MANILA, Philippines — At least 157 members of the University of the Philippines (UP) College of Law faculty and more than 700 lawyers have asked the Supreme Court (SC) to address and investigate a police station’s request for a list of lawyers representing alleged members of communist groups.
According to a letter from UP College of Law Dean Edgardo Carlo Vistan II, the high court must act on the Calbayog City Police Station’s request as it affects the independence of the judiciary and lawyers, who are allowed to represent clients regardless of political beliefs and ideologies.
In Vistan’s letter dated March 16, he said that aside from investigating and coordinating with offices in the executive branch, the SChas the power to protect lawyers from harassment, Red-tagging, and even attacks.
“With respect, our letter-request speaks for itself and conveys our outrage and our concern over the police action, through a letter sent by Lt Fernando Calabria Jr. to the Calbayog City Clerk of Court, to transgress the independence of the judiciary through its aborted attempt to secure the names of lawyers representing so-called ‘CTGs’,” Vistan said in the 14-page letter, which includes the faculty and the lawyers’ joint appeal.
“We do believe that this Court is vested with sufficient power under the Constitution to protect its officers, including lawyers, prosecutors, and judges, as well as its staff and personnel from such threats, intimidation, and even killings. For this reason, we now seek the Court’s intervention to protect its lawyers, its officers, and to ensure that the administration of justice is not held hostage by threats, pressure, and intimidation by yet unidentified people acting with impunity,” he added.
Last Friday, the letter-request of Calbayog City Police to Calbayog Regional Trial Court (RTC) made the headlines as the police asked for the list of lawyers representing persons suspected of being part of so-called communist terrorist groups (CTGs).
This letter was then relayed by the Calbayog RTC to the SC, but the RTC said that they have not made any action on the police’s request.
The faculty members and the 736 lawyers who signed the document said in the subsequent letter that they are bothered about the attempt to curtail civil rights and liberties, and intimidate lawyers defending left-leaning activists and those accused of membership in the Communist Party of the Philippines and New People’s Army (CPP-NPA).
Those who signed the document claim that the Calbayog City Police’s actions were in violation of paragraphs 16 and 18 of the Basic Principles on the Role of Lawyers, which says that governments should ensure that lawyers can perform their functions without being intimidated, harassed, and interfered, and without being made to suffer for their actions connected to their professional duties.

++++++

ACTIVITY | Can you rewrite the part of the news report on the lawyers' appeal that opens with "This letter was" and closes with "their professional duties.", using "petition" in place of "document"?

Source records:
++++++

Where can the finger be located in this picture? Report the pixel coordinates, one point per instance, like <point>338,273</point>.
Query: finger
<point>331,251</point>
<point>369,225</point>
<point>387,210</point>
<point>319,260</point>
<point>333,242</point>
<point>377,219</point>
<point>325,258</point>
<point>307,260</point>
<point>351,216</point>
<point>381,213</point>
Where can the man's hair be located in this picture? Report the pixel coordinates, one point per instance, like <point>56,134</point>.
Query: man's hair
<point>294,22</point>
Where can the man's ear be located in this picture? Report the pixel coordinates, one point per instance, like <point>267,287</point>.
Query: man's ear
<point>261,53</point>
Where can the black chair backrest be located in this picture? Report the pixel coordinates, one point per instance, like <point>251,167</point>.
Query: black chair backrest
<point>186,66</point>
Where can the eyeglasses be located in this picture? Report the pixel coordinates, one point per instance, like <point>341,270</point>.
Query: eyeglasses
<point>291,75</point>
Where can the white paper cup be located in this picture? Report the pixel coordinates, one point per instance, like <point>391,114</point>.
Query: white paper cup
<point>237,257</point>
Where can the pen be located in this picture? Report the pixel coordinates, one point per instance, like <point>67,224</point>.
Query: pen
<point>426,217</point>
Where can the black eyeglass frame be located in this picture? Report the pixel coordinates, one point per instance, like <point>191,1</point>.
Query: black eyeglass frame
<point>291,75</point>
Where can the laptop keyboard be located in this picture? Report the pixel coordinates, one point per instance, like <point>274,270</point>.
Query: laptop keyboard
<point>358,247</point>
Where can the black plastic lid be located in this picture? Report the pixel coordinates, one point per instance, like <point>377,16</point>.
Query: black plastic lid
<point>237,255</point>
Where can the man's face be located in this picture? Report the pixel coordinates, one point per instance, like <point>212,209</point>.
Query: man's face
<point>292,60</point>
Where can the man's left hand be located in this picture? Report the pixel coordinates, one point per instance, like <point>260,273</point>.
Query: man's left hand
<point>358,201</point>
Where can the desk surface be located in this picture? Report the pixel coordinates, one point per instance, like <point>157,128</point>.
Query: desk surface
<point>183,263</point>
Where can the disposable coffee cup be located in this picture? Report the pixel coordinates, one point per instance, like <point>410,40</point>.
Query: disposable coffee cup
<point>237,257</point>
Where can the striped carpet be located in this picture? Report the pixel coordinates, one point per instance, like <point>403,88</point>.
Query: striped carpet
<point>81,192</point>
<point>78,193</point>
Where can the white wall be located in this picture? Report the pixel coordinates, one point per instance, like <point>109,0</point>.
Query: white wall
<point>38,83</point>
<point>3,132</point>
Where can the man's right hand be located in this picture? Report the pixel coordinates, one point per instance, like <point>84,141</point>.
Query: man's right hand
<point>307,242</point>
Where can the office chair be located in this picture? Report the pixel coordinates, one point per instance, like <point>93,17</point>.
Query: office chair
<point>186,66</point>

++++++

EXERCISE RESULT |
This letter was then relayed by the Calbayog RTC to the SC, but the RTC said that they have not made any action on the police’s request.
The faculty members and the 736 lawyers who signed the petition said in the subsequent letter that they are bothered about the attempt to curtail civil rights and liberties, and intimidate lawyers defending left-leaning activists and those accused of membership in the Communist Party of the Philippines and New People’s Army (CPP-NPA).
Those who signed the petition claim that the Calbayog City Police’s actions were in violation of paragraphs 16 and 18 of the Basic Principles on the Role of Lawyers, which says that governments should ensure that lawyers can perform their functions without being intimidated, harassed, and interfered, and without being made to suffer for their actions connected to their professional duties.